WHAT IS ASKED ▸ Reproduce all entries precisely, down to the last character.

SUPPLIED RECORDS ▸
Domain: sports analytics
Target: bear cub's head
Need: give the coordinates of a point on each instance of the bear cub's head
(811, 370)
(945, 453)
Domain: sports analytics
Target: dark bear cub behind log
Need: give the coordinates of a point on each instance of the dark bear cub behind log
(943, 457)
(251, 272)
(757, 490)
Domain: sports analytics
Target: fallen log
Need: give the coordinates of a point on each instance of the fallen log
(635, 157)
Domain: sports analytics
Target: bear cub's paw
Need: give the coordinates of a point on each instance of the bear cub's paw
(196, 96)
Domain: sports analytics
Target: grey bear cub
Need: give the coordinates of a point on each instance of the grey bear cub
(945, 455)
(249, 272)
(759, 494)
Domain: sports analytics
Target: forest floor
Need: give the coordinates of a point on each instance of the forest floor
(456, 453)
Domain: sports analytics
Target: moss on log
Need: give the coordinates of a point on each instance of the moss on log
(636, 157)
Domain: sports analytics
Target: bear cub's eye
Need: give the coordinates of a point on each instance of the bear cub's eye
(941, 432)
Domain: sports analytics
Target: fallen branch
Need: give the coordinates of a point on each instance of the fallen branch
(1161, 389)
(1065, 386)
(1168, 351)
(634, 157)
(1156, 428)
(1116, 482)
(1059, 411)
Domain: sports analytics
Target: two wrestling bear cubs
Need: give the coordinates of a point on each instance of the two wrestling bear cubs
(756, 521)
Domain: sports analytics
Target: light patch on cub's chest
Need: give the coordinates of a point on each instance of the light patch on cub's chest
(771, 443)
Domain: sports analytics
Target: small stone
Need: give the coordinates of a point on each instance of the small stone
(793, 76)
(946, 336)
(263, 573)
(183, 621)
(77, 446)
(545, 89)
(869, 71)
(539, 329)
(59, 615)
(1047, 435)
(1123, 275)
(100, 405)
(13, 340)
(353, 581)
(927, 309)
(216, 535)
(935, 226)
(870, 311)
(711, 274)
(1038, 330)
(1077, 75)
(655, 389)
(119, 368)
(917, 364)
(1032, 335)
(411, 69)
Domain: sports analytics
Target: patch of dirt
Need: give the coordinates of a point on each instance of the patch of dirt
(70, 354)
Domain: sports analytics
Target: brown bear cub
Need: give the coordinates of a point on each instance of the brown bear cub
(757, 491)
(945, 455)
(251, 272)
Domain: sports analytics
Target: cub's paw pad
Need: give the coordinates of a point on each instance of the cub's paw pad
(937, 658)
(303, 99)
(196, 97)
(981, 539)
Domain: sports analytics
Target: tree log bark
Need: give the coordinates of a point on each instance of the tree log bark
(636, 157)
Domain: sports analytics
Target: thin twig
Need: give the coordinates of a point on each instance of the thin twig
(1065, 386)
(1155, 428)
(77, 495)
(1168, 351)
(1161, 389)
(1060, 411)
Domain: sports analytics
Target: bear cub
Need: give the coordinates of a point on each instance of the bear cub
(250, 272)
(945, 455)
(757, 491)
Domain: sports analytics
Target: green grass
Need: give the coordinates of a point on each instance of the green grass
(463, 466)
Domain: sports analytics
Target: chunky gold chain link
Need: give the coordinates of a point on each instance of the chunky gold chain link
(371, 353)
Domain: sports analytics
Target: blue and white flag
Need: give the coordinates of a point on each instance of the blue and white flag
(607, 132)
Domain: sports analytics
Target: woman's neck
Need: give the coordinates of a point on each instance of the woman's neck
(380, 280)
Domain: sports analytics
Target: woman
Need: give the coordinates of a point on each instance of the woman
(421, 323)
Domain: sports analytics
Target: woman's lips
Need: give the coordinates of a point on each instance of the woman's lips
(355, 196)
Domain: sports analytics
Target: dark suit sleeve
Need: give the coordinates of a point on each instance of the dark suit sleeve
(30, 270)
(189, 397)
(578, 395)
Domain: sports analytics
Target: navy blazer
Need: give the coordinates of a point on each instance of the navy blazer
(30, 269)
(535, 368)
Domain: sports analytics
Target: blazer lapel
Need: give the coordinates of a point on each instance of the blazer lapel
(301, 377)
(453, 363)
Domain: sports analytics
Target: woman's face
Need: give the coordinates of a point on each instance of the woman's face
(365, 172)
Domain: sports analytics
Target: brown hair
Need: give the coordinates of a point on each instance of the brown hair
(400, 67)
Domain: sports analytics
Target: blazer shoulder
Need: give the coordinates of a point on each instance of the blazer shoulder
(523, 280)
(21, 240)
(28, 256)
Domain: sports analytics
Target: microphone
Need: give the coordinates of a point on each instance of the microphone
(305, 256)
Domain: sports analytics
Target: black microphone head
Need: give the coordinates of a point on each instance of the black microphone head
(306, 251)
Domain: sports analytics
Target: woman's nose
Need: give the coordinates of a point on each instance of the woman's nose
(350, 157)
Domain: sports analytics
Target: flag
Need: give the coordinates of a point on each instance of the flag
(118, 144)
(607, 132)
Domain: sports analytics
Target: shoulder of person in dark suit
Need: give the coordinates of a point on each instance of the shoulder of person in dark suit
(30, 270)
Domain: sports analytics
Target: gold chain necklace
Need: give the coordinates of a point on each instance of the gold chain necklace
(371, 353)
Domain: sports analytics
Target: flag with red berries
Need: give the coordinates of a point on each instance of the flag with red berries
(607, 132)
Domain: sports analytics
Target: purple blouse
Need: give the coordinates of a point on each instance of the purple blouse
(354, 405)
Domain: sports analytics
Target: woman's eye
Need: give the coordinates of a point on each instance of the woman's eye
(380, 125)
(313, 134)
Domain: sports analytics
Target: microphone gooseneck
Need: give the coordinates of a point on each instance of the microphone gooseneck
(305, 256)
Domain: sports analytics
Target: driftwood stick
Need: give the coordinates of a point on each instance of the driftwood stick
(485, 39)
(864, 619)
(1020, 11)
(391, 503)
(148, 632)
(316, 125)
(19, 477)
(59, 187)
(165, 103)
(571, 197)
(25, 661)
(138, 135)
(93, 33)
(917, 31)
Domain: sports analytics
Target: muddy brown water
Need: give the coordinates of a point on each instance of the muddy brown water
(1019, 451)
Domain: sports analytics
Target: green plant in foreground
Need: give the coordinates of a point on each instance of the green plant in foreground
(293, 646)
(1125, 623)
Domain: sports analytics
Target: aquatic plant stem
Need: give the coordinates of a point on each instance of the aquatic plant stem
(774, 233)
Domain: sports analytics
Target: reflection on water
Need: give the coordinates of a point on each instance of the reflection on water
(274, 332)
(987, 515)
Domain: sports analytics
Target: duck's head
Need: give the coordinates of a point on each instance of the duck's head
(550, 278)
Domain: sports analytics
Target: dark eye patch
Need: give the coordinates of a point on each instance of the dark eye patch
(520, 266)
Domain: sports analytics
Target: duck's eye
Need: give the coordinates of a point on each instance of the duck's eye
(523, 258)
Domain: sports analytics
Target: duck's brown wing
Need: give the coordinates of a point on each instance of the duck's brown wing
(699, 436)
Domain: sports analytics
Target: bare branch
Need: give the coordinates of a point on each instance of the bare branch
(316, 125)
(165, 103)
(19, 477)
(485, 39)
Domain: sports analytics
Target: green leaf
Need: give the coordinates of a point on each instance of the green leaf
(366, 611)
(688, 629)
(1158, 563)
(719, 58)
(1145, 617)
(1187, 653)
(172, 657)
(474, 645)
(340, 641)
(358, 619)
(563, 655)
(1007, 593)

EXERCISE ANSWER ▸
Domain: sports analytics
Target: bear cub's head
Need: give the coordinates of a point on each instance of the bear cub's head
(811, 370)
(945, 453)
Domain: sports analytics
Target: dark bear cub behind log
Need: give the coordinates of a point on each instance of the dark bear cub behind log
(943, 457)
(251, 272)
(757, 490)
Domain: sports analytics
Target: fallen log
Need: give the coordinates of a point on each instance of the fallen log
(635, 157)
Domain: sports analytics
Target: bear cub's paw
Need: give the coordinates of a point on each instance of the bear cub's paw
(196, 96)
Domain: sports analytics
Target: grey bear cub
Need: give the coordinates of a point on each instance of the grey bear cub
(945, 455)
(249, 272)
(759, 494)
Domain: sports analytics
Target: forest floor
Need: give the coordinates of a point on each instance of the forest floor
(456, 453)
Domain: sports analytics
Target: moss on log
Need: give the coordinates of a point on each instance of the moss on log
(636, 157)
Domain: sports analytics
Target: bear cub's eye
Need: give the coordinates of a point on each instance of the bear cub's eye
(941, 432)
Domain: sports analytics
Target: fallen branch
Need: give the coordinates of a point on each instance of the fallen branch
(1161, 389)
(1065, 386)
(1168, 351)
(634, 157)
(1156, 428)
(1116, 482)
(1059, 411)
Domain: sports analytics
Target: two wrestling bear cubs
Need: give the coordinates of a point on each instance of the two wrestling bear cubs
(756, 521)
Domain: sports analytics
Target: light patch on cub's chest
Need: give the coordinates of a point on each instance of the light patch on cub's chest
(771, 443)
Domain: sports analytics
Target: small stone
Need: give the coordinates of a point on each instance of the small stone
(793, 76)
(946, 336)
(263, 573)
(183, 621)
(77, 446)
(545, 89)
(869, 71)
(539, 329)
(59, 615)
(1047, 435)
(1123, 275)
(100, 405)
(13, 340)
(353, 581)
(927, 309)
(216, 535)
(935, 226)
(870, 311)
(711, 274)
(1038, 330)
(1077, 75)
(655, 389)
(119, 368)
(917, 364)
(1032, 335)
(411, 69)
Domain: sports analytics
Target: patch of dirt
Need: give the coordinates of a point on each instance of the patch of dirt
(70, 354)
Domain: sports analytics
Target: brown bear cub
Need: give the coordinates of a point on each instance of the brown bear cub
(757, 491)
(945, 455)
(251, 272)
Domain: sports analytics
Target: cub's paw pad
Need: give the coordinates of a point on each instance of the cub's paw pad
(937, 658)
(303, 99)
(196, 97)
(981, 539)
Domain: sports analytics
Target: tree log bark
Need: give the coordinates of a point on each instance of the tree log bark
(636, 157)
Domain: sports analytics
Target: thin twig
Need: give the coordinates of a point on each instance of the thin twig
(1065, 386)
(1155, 428)
(77, 495)
(1168, 351)
(1161, 389)
(1060, 411)
Domain: sports analytics
Target: bear cub
Need: give the coordinates of a point on each instance of the bear cub
(250, 272)
(945, 455)
(757, 491)
Domain: sports analytics
Target: green grass
Need: give the coordinates of a point on each instance of the green grass
(463, 466)
Domain: sports analytics
Target: chunky gold chain link
Need: give the coordinates of a point on each instance of the chunky gold chain link
(371, 353)
Domain: sports analytics
Target: blue and white flag
Need: give the coordinates of a point on each instance of the blue and white flag
(607, 132)
Domain: sports analytics
Target: woman's neck
Need: give the coordinates of a point on each instance of the woman's neck
(380, 280)
Domain: sports analytics
Target: woman
Need: give the coordinates of a point on each instance of the woman
(421, 323)
Domain: sports analytics
Target: woman's lips
Need: give the coordinates of a point on each instance of the woman's lips
(355, 196)
Domain: sports analytics
Target: dark suit sleeve
Need: give the coordinates of a point on each instance of the dark suit sleeve
(30, 270)
(189, 397)
(578, 395)
Domain: sports analytics
Target: navy blazer
Need: give the coordinates of a point on each instance of the navy blazer
(30, 269)
(535, 368)
Domain: sports analytics
Target: blazer lapel
Need: give the coordinates of a point on each instance of the blazer lapel
(301, 377)
(453, 363)
Domain: sports analytics
Target: woman's face
Need: give the coordinates of a point on each instance of the woman's face
(365, 172)
Domain: sports analytics
Target: brown hair
Need: give the coordinates of a point on each instance of the brown hair
(400, 67)
Domain: sports analytics
Target: blazer shoulder
Need: give the coordinates of a point on each instance of the blazer shoulder
(523, 280)
(21, 240)
(28, 256)
Domain: sports analytics
Target: microphone
Need: give the coordinates of a point on each instance of the microphone
(305, 256)
Domain: sports analytics
Target: black microphone head
Need: give the coordinates of a point on each instance of the black microphone head
(306, 251)
Domain: sports analytics
Target: woman's nose
Need: give the coordinates of a point on each instance of the woman's nose
(350, 157)
Domain: sports analytics
Target: flag
Need: give the coordinates of a point on each instance of the flag
(118, 144)
(607, 132)
Domain: sports analytics
Target: shoulder of person in dark suit
Need: give the coordinates of a point on each instance of the shoulder of person in dark suit
(30, 270)
Domain: sports analytics
Target: gold chain necklace
Need: give the coordinates of a point on each instance of the gold chain necklace
(371, 353)
Domain: sports analytics
Target: flag with red berries
Need: give the coordinates of a point on each instance of the flag with red berries
(607, 132)
Domain: sports analytics
Target: purple blouse
Need: give the coordinates of a point on each instance of the purple blouse
(354, 405)
Domain: sports analytics
Target: woman's eye
Need: give the coordinates of a point on each instance of the woman's eye
(380, 125)
(313, 134)
Domain: sports analytics
Target: microphone gooseneck
Need: give the coordinates of a point on each instance of the microphone gooseneck
(305, 256)
Domain: sports analytics
Target: driftwood stick
Need: give the coordinates of a point on each instance of the driftwood stick
(485, 39)
(864, 619)
(1020, 11)
(391, 503)
(148, 632)
(316, 125)
(19, 477)
(59, 187)
(165, 103)
(571, 197)
(25, 661)
(138, 135)
(93, 33)
(917, 31)
Domain: sports analytics
Target: muddy brown water
Need: give the coordinates of a point on each instance of the muddy brown water
(1019, 451)
Domain: sports analytics
Target: green plant in foreground
Need: give the coordinates of a point on each instance of the green plant in foreground
(293, 646)
(1125, 623)
Domain: sports analytics
Target: aquatic plant stem
Need: give the coordinates of a point on each instance of the aquatic plant stem
(774, 233)
Domain: sports analytics
Target: reflection on water
Need: give the coordinates of a point on each instance of the reflection on water
(274, 332)
(987, 515)
Domain: sports analytics
Target: duck's head
Need: give the coordinates of a point on each instance of the duck's head
(550, 278)
Domain: sports analytics
Target: dark eye patch
Need: give the coordinates of a point on each instance of the dark eye patch
(520, 266)
Domain: sports analytics
Target: duck's eye
Need: give the coordinates of a point on each instance of the duck's eye
(523, 258)
Domain: sports analytics
Target: duck's brown wing
Need: give the coordinates of a point on each instance of the duck's brown wing
(699, 436)
Domain: sports analytics
Target: bare branch
Need: give the coordinates of a point on each instance of the bare branch
(316, 125)
(165, 103)
(19, 477)
(485, 39)
Domain: sports analytics
Target: green leaf
Need: give the coordinates of a point on each instance of the green leaf
(366, 611)
(688, 629)
(1158, 563)
(719, 58)
(1145, 617)
(1187, 653)
(172, 657)
(474, 645)
(340, 641)
(358, 619)
(563, 655)
(1007, 593)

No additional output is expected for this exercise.